Exercise input: Begin

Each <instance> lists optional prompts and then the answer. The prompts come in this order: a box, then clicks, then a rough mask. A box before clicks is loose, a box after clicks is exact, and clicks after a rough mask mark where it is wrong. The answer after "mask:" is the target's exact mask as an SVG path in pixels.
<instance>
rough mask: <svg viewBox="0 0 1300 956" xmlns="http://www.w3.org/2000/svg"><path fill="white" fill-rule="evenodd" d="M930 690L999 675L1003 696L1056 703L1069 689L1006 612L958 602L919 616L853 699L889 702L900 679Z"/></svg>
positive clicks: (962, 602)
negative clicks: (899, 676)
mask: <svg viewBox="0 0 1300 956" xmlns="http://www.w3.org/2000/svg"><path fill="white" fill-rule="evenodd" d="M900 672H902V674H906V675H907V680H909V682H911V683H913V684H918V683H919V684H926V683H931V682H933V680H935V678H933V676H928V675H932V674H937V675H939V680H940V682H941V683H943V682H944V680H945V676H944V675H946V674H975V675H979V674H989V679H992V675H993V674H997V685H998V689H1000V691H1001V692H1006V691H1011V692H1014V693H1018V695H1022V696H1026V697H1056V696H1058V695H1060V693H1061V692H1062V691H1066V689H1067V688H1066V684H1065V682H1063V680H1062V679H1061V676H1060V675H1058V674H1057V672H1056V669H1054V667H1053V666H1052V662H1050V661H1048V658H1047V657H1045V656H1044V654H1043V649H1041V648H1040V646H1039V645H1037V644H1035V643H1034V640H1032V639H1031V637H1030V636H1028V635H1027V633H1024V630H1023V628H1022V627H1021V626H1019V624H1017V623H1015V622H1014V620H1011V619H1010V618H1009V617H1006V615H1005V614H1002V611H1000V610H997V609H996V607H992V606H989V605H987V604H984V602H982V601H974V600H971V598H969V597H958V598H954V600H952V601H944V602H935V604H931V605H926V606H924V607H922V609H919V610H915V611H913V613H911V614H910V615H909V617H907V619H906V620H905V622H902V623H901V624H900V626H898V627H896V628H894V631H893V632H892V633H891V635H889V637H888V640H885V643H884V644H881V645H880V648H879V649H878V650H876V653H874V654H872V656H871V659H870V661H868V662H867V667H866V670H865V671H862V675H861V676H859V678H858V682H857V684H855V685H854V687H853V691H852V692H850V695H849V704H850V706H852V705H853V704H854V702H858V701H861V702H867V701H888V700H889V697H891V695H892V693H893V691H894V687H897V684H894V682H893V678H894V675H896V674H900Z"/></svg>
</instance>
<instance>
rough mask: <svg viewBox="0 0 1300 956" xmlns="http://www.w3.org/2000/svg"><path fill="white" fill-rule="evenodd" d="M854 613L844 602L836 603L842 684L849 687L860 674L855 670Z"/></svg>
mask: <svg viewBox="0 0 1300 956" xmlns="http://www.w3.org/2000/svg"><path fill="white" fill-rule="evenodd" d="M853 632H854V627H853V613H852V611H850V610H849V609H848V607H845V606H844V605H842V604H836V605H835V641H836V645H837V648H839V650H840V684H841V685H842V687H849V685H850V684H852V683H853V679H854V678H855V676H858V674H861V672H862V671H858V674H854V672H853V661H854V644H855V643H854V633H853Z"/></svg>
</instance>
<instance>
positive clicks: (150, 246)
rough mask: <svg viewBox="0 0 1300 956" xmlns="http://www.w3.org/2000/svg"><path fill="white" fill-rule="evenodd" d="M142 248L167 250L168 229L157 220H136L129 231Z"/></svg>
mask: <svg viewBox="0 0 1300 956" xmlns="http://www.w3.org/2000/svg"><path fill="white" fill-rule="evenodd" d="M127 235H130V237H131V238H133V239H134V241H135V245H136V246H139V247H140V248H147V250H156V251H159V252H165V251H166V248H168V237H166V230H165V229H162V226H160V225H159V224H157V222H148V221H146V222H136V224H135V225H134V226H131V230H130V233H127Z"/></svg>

Exercise input: End

Examine the records above and state the number of lines that include "positive", with no further text.

#### Solution to the exercise:
2